[begin Records for this task]

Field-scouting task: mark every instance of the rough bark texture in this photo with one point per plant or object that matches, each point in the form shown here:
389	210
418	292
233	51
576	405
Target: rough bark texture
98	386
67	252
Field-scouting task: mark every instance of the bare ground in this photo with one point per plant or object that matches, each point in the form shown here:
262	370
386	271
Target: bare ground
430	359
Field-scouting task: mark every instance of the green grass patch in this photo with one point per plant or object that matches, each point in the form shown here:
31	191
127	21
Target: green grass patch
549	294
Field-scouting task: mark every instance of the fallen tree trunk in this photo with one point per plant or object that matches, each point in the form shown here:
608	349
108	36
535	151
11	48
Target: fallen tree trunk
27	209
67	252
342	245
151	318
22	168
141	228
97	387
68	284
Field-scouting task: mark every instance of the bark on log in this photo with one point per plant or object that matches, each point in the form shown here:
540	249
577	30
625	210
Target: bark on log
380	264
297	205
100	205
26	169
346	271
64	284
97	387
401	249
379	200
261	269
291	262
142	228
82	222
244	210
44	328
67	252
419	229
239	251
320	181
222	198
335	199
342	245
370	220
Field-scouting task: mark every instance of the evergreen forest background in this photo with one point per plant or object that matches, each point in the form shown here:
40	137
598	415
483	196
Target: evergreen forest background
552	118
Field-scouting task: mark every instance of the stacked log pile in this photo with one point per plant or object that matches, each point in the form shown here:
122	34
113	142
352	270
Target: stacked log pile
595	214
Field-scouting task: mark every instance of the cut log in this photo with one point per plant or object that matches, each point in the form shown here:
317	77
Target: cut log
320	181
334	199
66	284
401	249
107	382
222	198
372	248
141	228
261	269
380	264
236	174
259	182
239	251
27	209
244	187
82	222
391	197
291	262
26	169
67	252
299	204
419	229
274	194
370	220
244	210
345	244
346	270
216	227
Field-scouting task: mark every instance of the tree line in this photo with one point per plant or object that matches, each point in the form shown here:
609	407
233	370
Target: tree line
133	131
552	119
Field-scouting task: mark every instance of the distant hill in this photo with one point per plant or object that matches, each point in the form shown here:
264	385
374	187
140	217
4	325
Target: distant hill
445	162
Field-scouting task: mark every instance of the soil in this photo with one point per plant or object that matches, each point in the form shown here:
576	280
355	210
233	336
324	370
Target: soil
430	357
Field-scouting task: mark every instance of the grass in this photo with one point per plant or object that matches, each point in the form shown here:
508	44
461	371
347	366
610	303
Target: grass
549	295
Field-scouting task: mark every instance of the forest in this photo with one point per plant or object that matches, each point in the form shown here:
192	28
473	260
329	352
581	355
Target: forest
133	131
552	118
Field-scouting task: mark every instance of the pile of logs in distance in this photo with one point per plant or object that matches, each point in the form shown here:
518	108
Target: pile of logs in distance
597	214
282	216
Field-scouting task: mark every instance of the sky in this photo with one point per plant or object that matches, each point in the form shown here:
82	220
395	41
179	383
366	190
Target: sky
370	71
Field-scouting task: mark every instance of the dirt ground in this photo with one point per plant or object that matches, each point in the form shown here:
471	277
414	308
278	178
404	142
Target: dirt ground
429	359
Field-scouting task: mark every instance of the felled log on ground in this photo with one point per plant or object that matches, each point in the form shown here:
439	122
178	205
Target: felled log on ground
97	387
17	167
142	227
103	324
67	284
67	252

[end Records for this task]

» Work required
Lay out the lines above as a Markdown table with the columns Row and Line, starting at the line that contains "Field-scouting task: mark every instance of the forest" and continuing through the last line of the records. Number each row and omit blank lines.

» Problem solution
| Row | Line |
|---|---|
| 1 | Field-scouting task: mark every instance of the forest in this photo with one point per plant or object that matches, each point in the form shown here: |
| 2 | 192	28 |
| 3 | 473	260 |
| 4 | 329	352 |
| 5 | 581	355 |
| 6 | Target: forest |
| 7 | 133	131 |
| 8 | 552	118 |
| 9 | Field-scouting task: mark every instance of the pile of logs in distance in this photo with one point per plant or object that matches, each point in the form shown here: |
| 10 | 518	108 |
| 11 | Target: pile of logs in distance |
| 12 | 597	214 |
| 13 | 282	216 |
| 14 | Field-scouting task: mark every instance of the sky in this photo with one point per plant or object that matches, each point in the form shown here: |
| 15 | 82	220 |
| 16 | 395	41 |
| 17 | 179	383 |
| 18 | 366	190 |
| 19 | Target: sky |
| 20 | 370	71 |
| 21 | Field-scouting task: mark every instance of the dirt ground in this photo with one point per plant or object that matches, each point in the form shown here: |
| 22 | 471	277 |
| 23 | 414	308 |
| 24 | 278	178 |
| 25 | 404	142 |
| 26 | Target: dirt ground |
| 27 | 429	359 |
| 28 | Field-scouting task: mark every instance of the felled log on ground in this photo with one point per plant or object that matches, each point in the form shown here: |
| 29 | 439	122 |
| 30 | 178	205 |
| 31 | Target: felled log on ground |
| 32 | 97	387 |
| 33 | 17	167 |
| 34 | 142	227 |
| 35 | 103	324 |
| 36 | 67	284 |
| 37 | 67	252 |